Set exercise — Copy exactly the last part of the entries, starting from the line with "Pick out the printed" and including the final line.

^^^^^^^^^^^^^^^^

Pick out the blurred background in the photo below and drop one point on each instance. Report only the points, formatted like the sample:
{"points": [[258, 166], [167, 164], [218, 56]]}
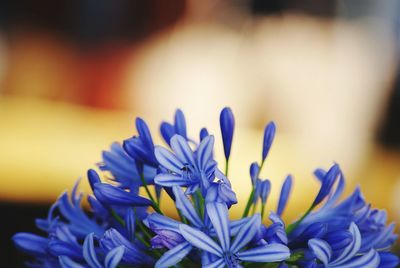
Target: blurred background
{"points": [[75, 74]]}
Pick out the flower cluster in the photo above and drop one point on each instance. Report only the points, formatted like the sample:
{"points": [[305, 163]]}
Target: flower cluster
{"points": [[126, 227]]}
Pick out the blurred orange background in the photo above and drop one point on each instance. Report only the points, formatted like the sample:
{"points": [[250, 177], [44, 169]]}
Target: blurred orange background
{"points": [[74, 76]]}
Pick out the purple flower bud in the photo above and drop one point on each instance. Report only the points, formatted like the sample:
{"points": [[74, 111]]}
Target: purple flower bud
{"points": [[227, 124]]}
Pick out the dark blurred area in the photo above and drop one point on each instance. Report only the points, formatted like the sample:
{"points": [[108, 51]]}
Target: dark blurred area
{"points": [[92, 43]]}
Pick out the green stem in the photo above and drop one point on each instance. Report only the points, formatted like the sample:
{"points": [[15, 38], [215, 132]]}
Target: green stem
{"points": [[294, 225], [249, 203]]}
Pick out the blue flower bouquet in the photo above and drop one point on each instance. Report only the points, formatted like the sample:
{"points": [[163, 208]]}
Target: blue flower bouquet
{"points": [[126, 227]]}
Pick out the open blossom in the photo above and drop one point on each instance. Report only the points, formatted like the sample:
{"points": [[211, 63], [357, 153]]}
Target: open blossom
{"points": [[126, 226]]}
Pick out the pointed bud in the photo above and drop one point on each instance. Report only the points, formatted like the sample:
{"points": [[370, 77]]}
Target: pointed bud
{"points": [[269, 134], [227, 124]]}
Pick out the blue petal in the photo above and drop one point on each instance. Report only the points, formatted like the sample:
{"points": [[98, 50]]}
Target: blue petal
{"points": [[285, 191], [266, 253], [227, 124], [112, 195], [370, 259], [327, 183], [130, 223], [168, 159], [200, 240], [320, 174], [182, 149], [158, 221], [204, 151], [254, 172], [388, 260], [31, 243], [186, 208], [321, 250], [351, 250], [180, 123], [89, 253], [203, 133], [246, 233], [169, 180], [220, 263], [269, 134], [338, 240], [144, 133], [113, 257], [66, 262], [218, 214], [167, 131], [174, 255], [93, 178], [265, 190]]}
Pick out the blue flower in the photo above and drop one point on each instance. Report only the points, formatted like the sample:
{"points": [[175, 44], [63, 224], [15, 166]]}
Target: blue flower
{"points": [[123, 168], [349, 256], [184, 168], [227, 124], [269, 135], [179, 127], [284, 196], [120, 228], [227, 253], [141, 148]]}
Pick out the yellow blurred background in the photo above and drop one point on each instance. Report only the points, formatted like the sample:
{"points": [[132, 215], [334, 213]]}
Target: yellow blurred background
{"points": [[74, 76]]}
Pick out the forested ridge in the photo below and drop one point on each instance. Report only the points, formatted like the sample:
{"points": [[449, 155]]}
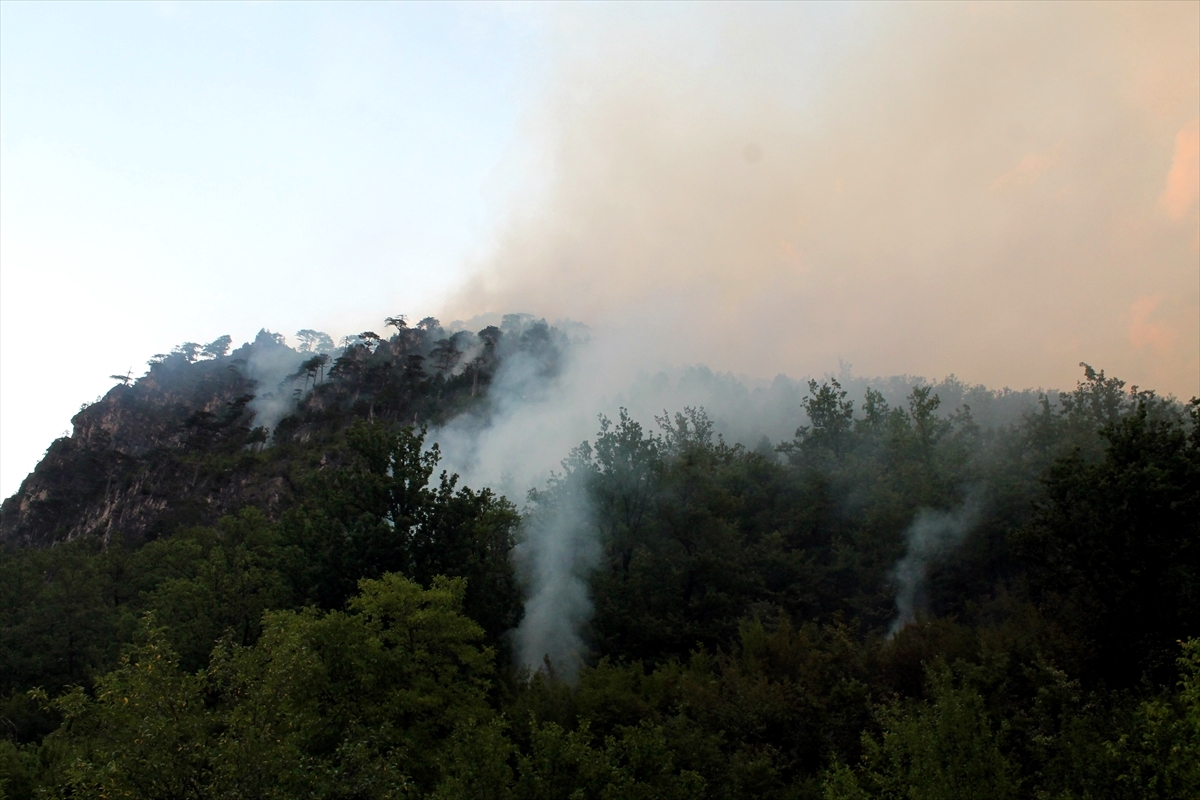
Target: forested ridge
{"points": [[245, 575]]}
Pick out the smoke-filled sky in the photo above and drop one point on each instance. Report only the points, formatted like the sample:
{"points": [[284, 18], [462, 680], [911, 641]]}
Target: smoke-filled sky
{"points": [[997, 191]]}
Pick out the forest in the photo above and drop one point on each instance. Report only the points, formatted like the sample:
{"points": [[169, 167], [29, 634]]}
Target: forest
{"points": [[246, 575]]}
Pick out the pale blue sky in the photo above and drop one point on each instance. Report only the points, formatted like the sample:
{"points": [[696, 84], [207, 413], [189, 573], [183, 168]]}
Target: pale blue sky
{"points": [[177, 172]]}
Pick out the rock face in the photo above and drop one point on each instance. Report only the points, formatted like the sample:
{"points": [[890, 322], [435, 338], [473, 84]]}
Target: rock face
{"points": [[197, 438], [133, 461]]}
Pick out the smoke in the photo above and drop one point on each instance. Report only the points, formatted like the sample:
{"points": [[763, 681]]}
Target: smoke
{"points": [[930, 535], [557, 551], [533, 419], [271, 364], [1000, 191]]}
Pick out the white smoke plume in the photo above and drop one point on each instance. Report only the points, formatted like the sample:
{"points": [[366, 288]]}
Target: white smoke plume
{"points": [[930, 536], [557, 551], [270, 362]]}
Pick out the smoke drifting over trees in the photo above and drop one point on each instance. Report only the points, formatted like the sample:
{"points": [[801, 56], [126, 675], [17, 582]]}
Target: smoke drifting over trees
{"points": [[670, 553], [871, 559]]}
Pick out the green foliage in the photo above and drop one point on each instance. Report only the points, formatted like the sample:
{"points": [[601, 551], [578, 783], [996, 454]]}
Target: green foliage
{"points": [[945, 749], [341, 637], [378, 512]]}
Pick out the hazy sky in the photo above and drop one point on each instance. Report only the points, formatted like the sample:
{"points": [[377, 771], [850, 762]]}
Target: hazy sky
{"points": [[999, 191], [175, 172]]}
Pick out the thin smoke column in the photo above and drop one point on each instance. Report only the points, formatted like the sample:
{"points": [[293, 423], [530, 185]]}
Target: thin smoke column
{"points": [[930, 535], [558, 549]]}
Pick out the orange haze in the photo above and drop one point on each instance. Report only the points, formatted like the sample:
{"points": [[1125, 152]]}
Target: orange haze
{"points": [[997, 191]]}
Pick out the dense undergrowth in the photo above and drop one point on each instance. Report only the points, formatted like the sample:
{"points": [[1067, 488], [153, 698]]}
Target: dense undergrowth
{"points": [[353, 637]]}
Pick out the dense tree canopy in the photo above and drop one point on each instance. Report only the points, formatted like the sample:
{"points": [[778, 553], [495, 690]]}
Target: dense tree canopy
{"points": [[347, 629]]}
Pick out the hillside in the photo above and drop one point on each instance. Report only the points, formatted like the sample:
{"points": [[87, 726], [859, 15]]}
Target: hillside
{"points": [[247, 575]]}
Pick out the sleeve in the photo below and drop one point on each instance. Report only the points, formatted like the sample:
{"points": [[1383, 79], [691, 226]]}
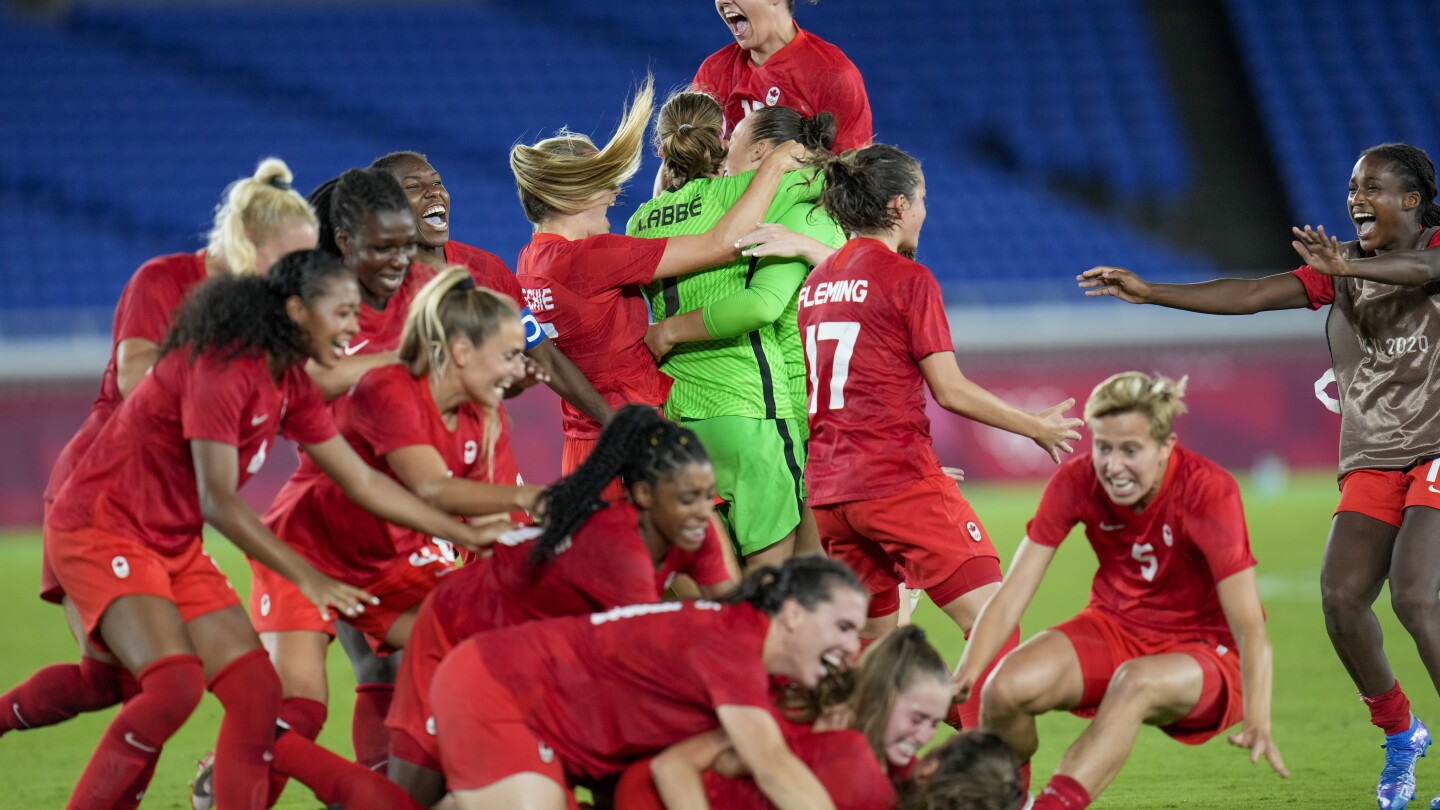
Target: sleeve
{"points": [[1319, 288], [928, 330], [1057, 513], [609, 261], [307, 420], [215, 398]]}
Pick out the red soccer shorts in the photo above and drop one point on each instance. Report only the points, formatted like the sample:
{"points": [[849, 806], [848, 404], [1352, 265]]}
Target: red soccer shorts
{"points": [[1384, 495], [95, 568], [483, 730], [1102, 646], [277, 606], [923, 536]]}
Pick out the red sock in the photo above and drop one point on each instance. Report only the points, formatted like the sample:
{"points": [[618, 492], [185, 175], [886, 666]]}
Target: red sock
{"points": [[249, 691], [968, 714], [337, 780], [58, 693], [170, 688], [300, 717], [1063, 793], [367, 732], [1390, 711]]}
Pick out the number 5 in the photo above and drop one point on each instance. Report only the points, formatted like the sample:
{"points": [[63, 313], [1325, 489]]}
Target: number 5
{"points": [[844, 332]]}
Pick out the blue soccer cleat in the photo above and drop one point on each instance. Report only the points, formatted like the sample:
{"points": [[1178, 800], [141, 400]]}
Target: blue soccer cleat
{"points": [[1397, 781]]}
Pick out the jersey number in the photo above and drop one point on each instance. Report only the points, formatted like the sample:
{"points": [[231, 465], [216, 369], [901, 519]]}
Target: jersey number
{"points": [[846, 333]]}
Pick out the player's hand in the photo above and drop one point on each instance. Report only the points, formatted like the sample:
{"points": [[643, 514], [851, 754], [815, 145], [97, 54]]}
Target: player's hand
{"points": [[1319, 251], [1257, 741], [1115, 281], [326, 593], [772, 239], [1056, 430], [658, 340]]}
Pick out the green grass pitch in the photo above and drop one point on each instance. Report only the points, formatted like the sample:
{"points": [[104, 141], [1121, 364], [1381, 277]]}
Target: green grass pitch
{"points": [[1322, 730]]}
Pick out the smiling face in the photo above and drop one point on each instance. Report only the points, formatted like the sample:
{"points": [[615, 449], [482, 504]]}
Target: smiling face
{"points": [[428, 198], [1128, 460], [379, 252], [1384, 214]]}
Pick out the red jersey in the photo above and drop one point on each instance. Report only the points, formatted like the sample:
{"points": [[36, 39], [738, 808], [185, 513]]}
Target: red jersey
{"points": [[869, 316], [841, 761], [808, 75], [588, 300], [612, 688], [1158, 567], [150, 297], [386, 411], [138, 476]]}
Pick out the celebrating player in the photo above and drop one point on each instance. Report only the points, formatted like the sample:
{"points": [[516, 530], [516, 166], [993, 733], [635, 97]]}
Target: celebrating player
{"points": [[588, 695], [259, 221], [1383, 323], [774, 62], [124, 532], [585, 557], [1174, 634], [730, 382], [582, 281], [874, 337]]}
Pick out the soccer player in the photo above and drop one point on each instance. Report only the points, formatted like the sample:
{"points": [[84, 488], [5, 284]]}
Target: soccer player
{"points": [[259, 221], [1383, 330], [586, 557], [589, 695], [124, 532], [1174, 634], [730, 374], [581, 281], [428, 423], [431, 202], [876, 337], [774, 62]]}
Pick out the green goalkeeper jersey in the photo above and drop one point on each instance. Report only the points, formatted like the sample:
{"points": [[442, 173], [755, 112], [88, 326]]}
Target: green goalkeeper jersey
{"points": [[732, 376]]}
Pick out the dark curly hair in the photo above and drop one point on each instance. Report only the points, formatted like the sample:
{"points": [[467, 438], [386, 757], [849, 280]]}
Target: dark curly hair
{"points": [[638, 444], [245, 316]]}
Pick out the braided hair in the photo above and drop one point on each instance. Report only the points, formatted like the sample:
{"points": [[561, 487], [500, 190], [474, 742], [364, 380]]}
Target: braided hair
{"points": [[637, 446], [1417, 173], [245, 314]]}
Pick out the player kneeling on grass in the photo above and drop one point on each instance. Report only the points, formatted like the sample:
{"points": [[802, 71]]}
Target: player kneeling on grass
{"points": [[1174, 634]]}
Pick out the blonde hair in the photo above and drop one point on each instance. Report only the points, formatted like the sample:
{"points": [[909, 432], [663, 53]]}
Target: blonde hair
{"points": [[255, 208], [560, 175], [1159, 398], [451, 306], [687, 134]]}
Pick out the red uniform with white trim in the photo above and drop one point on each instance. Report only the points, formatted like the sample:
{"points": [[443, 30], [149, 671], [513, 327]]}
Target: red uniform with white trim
{"points": [[605, 565], [146, 304], [137, 484], [588, 695], [1155, 590], [869, 316], [808, 75]]}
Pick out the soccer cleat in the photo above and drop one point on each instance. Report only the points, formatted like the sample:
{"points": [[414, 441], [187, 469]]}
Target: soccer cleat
{"points": [[202, 787], [1397, 781]]}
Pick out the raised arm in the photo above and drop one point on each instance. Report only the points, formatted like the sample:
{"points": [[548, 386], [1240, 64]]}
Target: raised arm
{"points": [[1218, 296], [1050, 428], [1001, 614], [216, 474], [380, 496], [1240, 601], [776, 770]]}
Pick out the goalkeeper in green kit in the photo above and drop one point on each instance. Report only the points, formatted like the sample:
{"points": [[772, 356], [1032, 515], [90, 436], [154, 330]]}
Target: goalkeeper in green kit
{"points": [[727, 335]]}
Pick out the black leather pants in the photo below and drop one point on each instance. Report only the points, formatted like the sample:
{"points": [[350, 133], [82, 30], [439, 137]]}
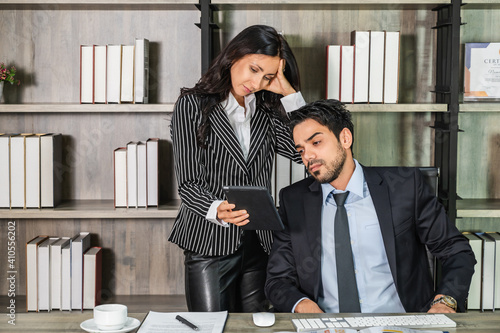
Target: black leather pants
{"points": [[234, 282]]}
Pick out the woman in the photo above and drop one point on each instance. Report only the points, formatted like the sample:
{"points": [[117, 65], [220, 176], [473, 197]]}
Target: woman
{"points": [[225, 131]]}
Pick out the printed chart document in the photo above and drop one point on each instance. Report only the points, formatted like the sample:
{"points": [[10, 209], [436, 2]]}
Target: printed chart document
{"points": [[165, 322]]}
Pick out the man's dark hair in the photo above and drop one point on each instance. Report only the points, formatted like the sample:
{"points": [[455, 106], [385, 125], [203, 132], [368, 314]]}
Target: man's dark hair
{"points": [[328, 112]]}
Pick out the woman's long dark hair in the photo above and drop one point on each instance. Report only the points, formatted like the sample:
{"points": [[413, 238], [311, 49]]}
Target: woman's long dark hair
{"points": [[215, 85]]}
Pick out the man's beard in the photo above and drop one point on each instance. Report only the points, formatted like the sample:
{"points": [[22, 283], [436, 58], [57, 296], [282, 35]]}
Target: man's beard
{"points": [[333, 169]]}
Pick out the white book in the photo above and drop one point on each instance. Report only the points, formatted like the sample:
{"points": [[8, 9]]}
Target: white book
{"points": [[283, 173], [152, 149], [361, 42], [127, 91], [132, 174], [32, 272], [488, 272], [32, 170], [86, 73], [333, 72], [113, 73], [120, 175], [100, 73], [141, 71], [66, 276], [474, 299], [80, 244], [17, 171], [391, 67], [56, 272], [4, 171], [44, 274], [142, 188], [50, 169], [92, 277], [376, 87], [347, 73], [496, 237]]}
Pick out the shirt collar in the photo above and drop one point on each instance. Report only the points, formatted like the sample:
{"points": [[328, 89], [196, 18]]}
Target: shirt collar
{"points": [[355, 185]]}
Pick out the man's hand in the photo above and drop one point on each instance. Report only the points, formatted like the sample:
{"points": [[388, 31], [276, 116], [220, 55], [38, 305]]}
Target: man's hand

^^^^^^^^^^^^^^^^

The answer —
Pick out the printed chart document in the photo above and drop one point on each instance. Report only the points, formatted like the sample:
{"points": [[10, 209], [436, 2]]}
Target: printed chart document
{"points": [[165, 322]]}
Pick out the man's dark hair in the photo above and drop one point on each instance. Report only the points, formatted like the sample:
{"points": [[455, 106], [385, 125], [203, 132], [368, 314]]}
Target: man's dark hair
{"points": [[328, 112]]}
Pick out the woman's long dark hair in the photo above and drop one point on each instance. Report only the points, formatted like the sample:
{"points": [[413, 238], [311, 49]]}
Target: woman's long dark hair
{"points": [[215, 85]]}
Pick out the man's beard in the photo above and drop one point on each instance. Report only the points, formatted like the sample:
{"points": [[22, 283], [436, 58], [57, 296], [282, 35]]}
Target: man's beard
{"points": [[333, 169]]}
Pick out the white book in the photo above and drop one point on each instance. Report only the points, formatted like the sample:
{"points": [[8, 9]]}
Target: white book
{"points": [[283, 173], [152, 149], [361, 42], [127, 91], [132, 174], [32, 272], [488, 272], [32, 170], [86, 73], [333, 72], [113, 73], [120, 175], [100, 73], [141, 71], [66, 276], [474, 299], [80, 244], [17, 171], [391, 67], [56, 272], [4, 171], [44, 274], [142, 188], [50, 169], [92, 277], [376, 87], [347, 73], [496, 237]]}
Pick out the shirt collar in the photo above and drop one point on each instance. Report only the points, formatted like the sample:
{"points": [[328, 89], [196, 18]]}
Target: shirt collar
{"points": [[355, 185]]}
Pick out the man's hand in the photo above and drop one point on each instance. Report only the points, formatted like the sample:
{"points": [[388, 31], [276, 116], [220, 55], [38, 305]]}
Target: man's hand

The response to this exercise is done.